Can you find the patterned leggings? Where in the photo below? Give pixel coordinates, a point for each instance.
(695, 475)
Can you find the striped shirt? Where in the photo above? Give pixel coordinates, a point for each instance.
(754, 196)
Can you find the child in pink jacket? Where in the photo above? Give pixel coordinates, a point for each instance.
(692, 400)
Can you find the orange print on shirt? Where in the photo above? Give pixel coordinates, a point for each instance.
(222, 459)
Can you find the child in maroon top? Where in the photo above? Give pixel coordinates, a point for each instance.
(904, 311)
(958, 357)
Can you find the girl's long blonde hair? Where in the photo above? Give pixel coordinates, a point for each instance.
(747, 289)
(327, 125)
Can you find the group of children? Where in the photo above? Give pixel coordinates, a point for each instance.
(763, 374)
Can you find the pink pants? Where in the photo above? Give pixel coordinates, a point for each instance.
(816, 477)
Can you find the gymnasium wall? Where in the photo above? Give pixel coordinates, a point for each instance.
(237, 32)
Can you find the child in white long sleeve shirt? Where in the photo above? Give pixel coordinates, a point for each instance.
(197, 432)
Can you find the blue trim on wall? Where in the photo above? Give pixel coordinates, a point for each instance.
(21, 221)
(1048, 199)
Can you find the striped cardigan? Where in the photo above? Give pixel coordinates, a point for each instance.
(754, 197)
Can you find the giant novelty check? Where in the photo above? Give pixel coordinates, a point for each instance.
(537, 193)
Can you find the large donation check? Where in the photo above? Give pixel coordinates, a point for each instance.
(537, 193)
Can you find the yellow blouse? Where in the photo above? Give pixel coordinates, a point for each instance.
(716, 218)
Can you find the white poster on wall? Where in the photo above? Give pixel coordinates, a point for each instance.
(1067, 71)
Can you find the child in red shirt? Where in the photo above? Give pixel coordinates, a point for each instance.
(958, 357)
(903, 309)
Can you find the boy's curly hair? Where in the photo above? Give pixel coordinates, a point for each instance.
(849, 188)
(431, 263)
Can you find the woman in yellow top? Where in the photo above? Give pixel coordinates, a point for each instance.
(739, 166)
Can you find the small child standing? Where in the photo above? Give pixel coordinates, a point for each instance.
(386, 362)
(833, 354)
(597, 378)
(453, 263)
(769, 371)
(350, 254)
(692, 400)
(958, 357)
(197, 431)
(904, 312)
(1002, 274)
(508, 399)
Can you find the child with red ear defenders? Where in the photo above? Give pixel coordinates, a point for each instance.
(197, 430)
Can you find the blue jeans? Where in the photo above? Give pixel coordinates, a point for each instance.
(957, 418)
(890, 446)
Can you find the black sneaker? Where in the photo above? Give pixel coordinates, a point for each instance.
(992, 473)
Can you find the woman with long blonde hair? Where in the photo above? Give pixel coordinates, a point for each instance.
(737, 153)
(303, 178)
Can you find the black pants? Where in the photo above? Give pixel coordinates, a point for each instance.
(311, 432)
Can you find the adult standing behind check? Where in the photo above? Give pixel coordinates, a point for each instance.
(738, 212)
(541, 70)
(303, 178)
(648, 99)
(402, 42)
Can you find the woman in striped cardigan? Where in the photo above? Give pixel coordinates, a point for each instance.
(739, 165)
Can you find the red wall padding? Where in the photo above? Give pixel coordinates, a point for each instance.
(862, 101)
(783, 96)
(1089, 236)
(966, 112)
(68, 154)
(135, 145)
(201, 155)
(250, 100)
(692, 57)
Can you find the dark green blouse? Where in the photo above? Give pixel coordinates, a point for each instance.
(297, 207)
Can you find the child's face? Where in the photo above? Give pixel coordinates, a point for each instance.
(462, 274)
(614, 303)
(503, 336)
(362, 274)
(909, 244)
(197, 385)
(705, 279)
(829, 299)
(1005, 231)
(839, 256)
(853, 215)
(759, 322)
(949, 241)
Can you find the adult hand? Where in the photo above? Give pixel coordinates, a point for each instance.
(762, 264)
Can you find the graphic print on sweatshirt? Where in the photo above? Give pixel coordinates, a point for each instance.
*-*-*
Take the material above and reproduce it word for word.

Can you find the patterned leggings? Where in the photo below? Give pixel coordinates, a point for each instance.
(695, 475)
Can you find the striped shirt? Where in the photo above? Give pixel coordinates, a point for each instance.
(754, 196)
Can you find the child in pink jacket? Where in the photo above? Give pixel coordinates, a point for each instance.
(692, 400)
Can you find the orange print on shirt? Where in the photo above? Give pixel coordinates, a point for each instance.
(222, 459)
Can you find the child in maroon top? Where in the photo above? Give pixel coordinates, a point for each instance.
(904, 311)
(958, 357)
Can you find the girl's long blonde hair? Where in the photo above? Give pixel coordinates, a point for each instance.
(747, 289)
(327, 125)
Can you find the group of children? Where in the photo above? Give pixel coordinates, a point for each instance.
(763, 374)
Can you find the pink pants? Where in the photo above? Give pixel coordinates, a point for each instance.
(816, 477)
Can you find the gymnasium wall? Where in the photo above? Give pixel coordinates, a point for each instance.
(237, 32)
Can you find the child in white long sleeve shirt? Where in the photo above? Give pixel coordinates, a point for each instance.
(197, 432)
Can you find the blue trim on wall? Where in the photo above? Give pixel coordinates, a point for each instance.
(21, 221)
(1048, 199)
Can you find the striped cardigan? Where in the photo above? Give pixel coordinates, a point for each instance.
(754, 197)
Can you find the giant novelty check? Where in the photo above? Give pixel coordinates, a point for each instance.
(537, 193)
Can you find the large donation check? Where in the photo above? Give pixel coordinates, a point for each instance.
(537, 193)
Can you find the yellow blouse? Where in the photo above? Give pixel coordinates, a point for each instance.
(716, 218)
Can you find the white poster on wall? Where in the photo above? Give pixel coordinates, a point for each instance.
(1067, 71)
Can you find the child in red shirt? Where in the photo above? Give pixel coordinates, a point for each instance.
(958, 357)
(903, 309)
Can you find the boy's curly hair? Where in the photo above? Give pixel coordinates, a point for each instance.
(849, 188)
(431, 263)
Can you find the woman in yellow top? Where in the photo above? Give pixel coordinates, a point for each instance.
(739, 166)
Can you find the small child standing? Where in the photo above? Give pixel coordinates, a point for each instance.
(386, 362)
(833, 354)
(597, 378)
(453, 263)
(769, 371)
(350, 254)
(692, 400)
(958, 357)
(197, 431)
(904, 312)
(1002, 274)
(508, 399)
Can you find the child with red ear defenders? Where in the photo above? Give pixel coordinates, a point for each instance.
(197, 430)
Can you find the blue jeans? Where in the photo above? Give pixel coordinates, a point for each instance.
(957, 418)
(890, 446)
Can you find the black sneaker? Where in the photo above? Give pixel coordinates, a point for each instance.
(992, 473)
Can you find the woman with long blonde hair? Where in the photo above? Give pixel coordinates, a point for each instance.
(737, 153)
(303, 178)
Can you find the black pants? Where in the photo above? Give pixel coordinates, a point for each instance.
(311, 432)
Can you find the adult standing behind check? Where in the photo above? Give pixel coordinates, a point for each instance.
(738, 212)
(541, 70)
(303, 178)
(648, 99)
(402, 42)
Can you find the woman in striped cardigan? Where in the photo above? Give pixel coordinates, a point for each instance.
(739, 165)
Can you find the red wall padding? Where in the photo above? Give pixel coordinates, a point for each instance.
(862, 101)
(783, 96)
(1089, 236)
(966, 112)
(68, 154)
(135, 145)
(201, 155)
(250, 100)
(692, 57)
Can you find the dark green blouse? Where in the photo above? Give pixel coordinates, a point for each instance.
(297, 207)
Can you find the child's face? Where in the photo above? Give pixel coordinates, a point for each instance.
(462, 274)
(614, 303)
(503, 336)
(362, 274)
(909, 244)
(197, 385)
(705, 279)
(829, 299)
(1005, 231)
(839, 256)
(853, 215)
(759, 322)
(949, 241)
Can you find the adult hand? Where in the photo above? Give pixel coordinates, a point for each instance.
(762, 264)
Can you find the graphic print on sweatshirt? Where in the photo above? Give pixel coordinates, a point for each instance.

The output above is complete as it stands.